REQUIREMENT:
With the pictures left out, reproduce exactly the lines running from the line with "of the river." to the last line of the material below.

GIVEN DATA:
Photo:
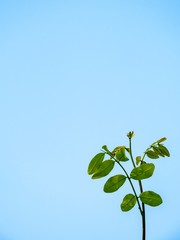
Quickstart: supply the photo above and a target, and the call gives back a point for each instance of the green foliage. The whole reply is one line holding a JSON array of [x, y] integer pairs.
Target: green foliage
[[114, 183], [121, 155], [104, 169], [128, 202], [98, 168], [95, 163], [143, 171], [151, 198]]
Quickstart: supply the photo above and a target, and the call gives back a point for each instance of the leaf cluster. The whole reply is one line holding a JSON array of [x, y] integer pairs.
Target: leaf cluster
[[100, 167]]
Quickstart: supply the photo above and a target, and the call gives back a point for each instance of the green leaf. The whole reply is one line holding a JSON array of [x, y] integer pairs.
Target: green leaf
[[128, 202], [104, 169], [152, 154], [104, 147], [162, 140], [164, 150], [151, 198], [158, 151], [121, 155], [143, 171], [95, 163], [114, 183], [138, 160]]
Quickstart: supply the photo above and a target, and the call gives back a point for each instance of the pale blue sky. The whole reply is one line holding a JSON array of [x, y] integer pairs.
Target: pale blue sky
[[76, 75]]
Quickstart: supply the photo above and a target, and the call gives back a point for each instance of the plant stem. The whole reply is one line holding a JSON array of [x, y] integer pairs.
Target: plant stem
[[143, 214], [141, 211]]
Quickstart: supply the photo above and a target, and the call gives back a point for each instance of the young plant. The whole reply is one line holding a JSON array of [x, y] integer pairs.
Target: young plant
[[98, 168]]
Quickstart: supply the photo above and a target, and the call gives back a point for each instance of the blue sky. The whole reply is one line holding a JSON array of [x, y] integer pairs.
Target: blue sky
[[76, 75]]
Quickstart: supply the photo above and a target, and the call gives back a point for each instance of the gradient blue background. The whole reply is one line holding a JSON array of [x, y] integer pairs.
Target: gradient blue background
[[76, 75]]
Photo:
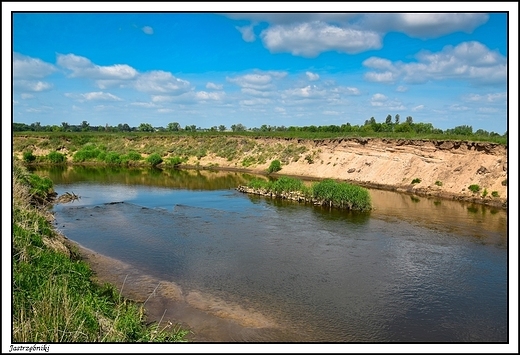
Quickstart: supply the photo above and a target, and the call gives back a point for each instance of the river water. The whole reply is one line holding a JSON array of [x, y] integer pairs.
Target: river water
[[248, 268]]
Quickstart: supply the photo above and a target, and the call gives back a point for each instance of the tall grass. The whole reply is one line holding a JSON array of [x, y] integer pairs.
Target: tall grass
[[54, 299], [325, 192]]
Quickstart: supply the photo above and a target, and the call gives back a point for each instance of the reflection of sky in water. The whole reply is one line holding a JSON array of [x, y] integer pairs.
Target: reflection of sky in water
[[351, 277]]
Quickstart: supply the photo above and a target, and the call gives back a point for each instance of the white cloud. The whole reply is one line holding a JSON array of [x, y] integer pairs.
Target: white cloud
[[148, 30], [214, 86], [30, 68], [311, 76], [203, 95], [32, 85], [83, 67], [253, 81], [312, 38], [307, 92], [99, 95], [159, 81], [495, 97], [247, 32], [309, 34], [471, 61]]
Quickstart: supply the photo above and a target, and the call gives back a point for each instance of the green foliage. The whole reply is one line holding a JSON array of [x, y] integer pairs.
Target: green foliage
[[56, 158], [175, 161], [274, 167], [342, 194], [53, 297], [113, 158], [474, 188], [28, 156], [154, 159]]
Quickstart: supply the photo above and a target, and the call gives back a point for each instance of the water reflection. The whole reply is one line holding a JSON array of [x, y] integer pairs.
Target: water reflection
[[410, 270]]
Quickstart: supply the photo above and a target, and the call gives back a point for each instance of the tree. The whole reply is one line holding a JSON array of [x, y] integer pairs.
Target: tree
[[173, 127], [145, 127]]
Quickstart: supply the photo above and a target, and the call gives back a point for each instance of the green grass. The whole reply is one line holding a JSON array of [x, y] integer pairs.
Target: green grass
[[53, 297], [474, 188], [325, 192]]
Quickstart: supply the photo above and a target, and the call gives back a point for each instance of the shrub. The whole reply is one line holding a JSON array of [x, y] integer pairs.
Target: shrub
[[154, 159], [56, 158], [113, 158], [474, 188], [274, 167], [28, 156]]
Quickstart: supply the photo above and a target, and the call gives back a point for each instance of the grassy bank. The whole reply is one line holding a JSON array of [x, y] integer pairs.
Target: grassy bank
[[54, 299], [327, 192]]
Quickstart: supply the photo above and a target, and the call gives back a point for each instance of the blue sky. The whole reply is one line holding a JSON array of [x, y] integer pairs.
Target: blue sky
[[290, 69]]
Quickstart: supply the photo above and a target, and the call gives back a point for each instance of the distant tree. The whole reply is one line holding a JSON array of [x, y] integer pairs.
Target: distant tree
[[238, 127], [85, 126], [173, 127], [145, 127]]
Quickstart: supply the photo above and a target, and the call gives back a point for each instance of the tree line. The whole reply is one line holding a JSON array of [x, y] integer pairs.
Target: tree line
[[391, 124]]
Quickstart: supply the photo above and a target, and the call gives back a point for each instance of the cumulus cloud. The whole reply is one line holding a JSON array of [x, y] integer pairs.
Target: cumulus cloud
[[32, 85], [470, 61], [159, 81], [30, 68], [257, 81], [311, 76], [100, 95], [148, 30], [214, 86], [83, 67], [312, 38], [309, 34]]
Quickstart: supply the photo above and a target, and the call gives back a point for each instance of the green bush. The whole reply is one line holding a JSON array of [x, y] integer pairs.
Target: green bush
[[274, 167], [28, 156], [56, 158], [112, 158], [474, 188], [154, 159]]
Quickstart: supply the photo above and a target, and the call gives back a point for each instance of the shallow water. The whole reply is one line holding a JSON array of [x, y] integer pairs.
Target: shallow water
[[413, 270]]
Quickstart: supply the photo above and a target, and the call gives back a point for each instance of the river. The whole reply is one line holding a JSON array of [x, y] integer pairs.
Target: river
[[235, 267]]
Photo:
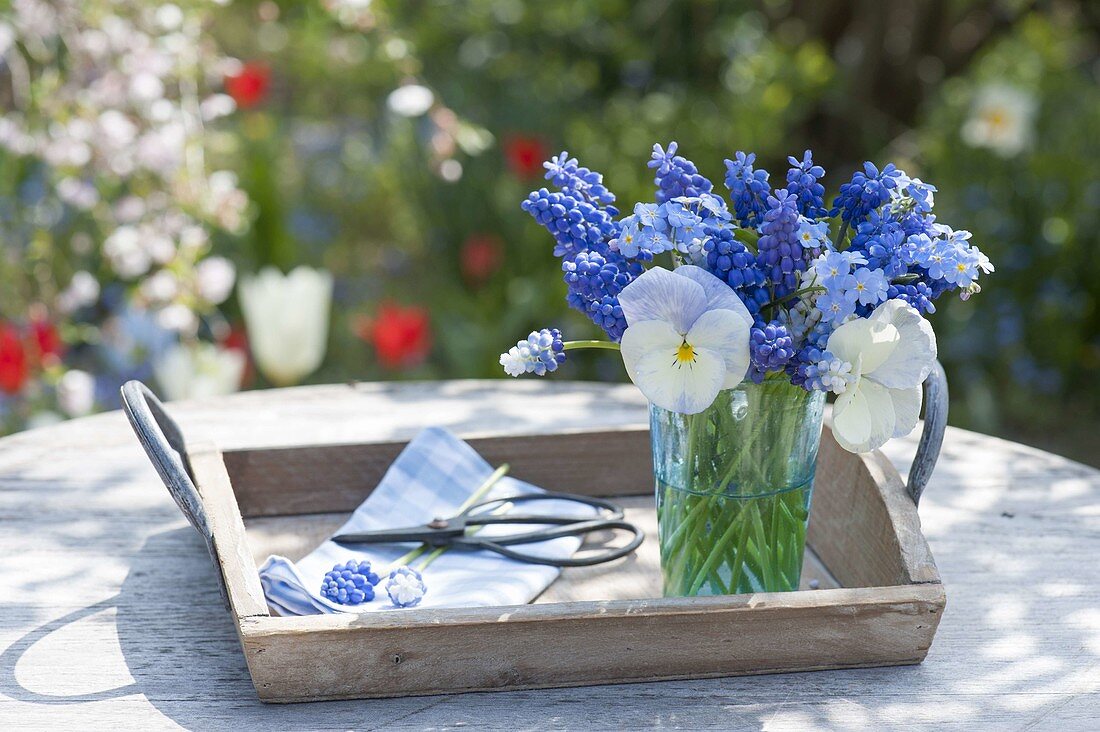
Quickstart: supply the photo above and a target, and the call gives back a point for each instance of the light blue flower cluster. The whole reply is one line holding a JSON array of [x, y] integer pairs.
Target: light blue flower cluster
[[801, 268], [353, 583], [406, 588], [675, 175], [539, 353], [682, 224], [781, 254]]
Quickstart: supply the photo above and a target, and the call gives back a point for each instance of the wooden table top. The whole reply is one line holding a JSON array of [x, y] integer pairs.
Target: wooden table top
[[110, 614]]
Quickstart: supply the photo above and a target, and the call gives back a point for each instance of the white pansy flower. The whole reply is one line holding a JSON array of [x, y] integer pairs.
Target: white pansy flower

WRITTEN RESPONSE:
Quickstart: supply the photo above and a target, and the call gives back a point for each instance of the river. The whole reply is one line holding a JSON array of [x, y] integer pairs.
Target: river
[[235, 267]]
Photo:
Quickstart: supply the photo above and a target, and the call gives back a point for each instance of the light blue flower cluster. The whole reply is one line holding a JSON array of [x, y] integer pairs.
Target: light blue flower cluster
[[801, 268], [353, 583], [406, 588], [675, 175], [539, 353], [682, 224], [781, 254]]
Quickstart: supply the photo above and a target, and the call gives back a point for each instance of the wooden table top. The whole reply is one line holding a JSON array of [x, y] integer pairs.
Target: wooden table top
[[110, 614]]
Quickstart: supply the photo above and a target, and the call gives back a point for each instance of the white pansy flower. The whole reply is one line holding a JSON array of [x, y] integer pairs.
Target: white pansy flower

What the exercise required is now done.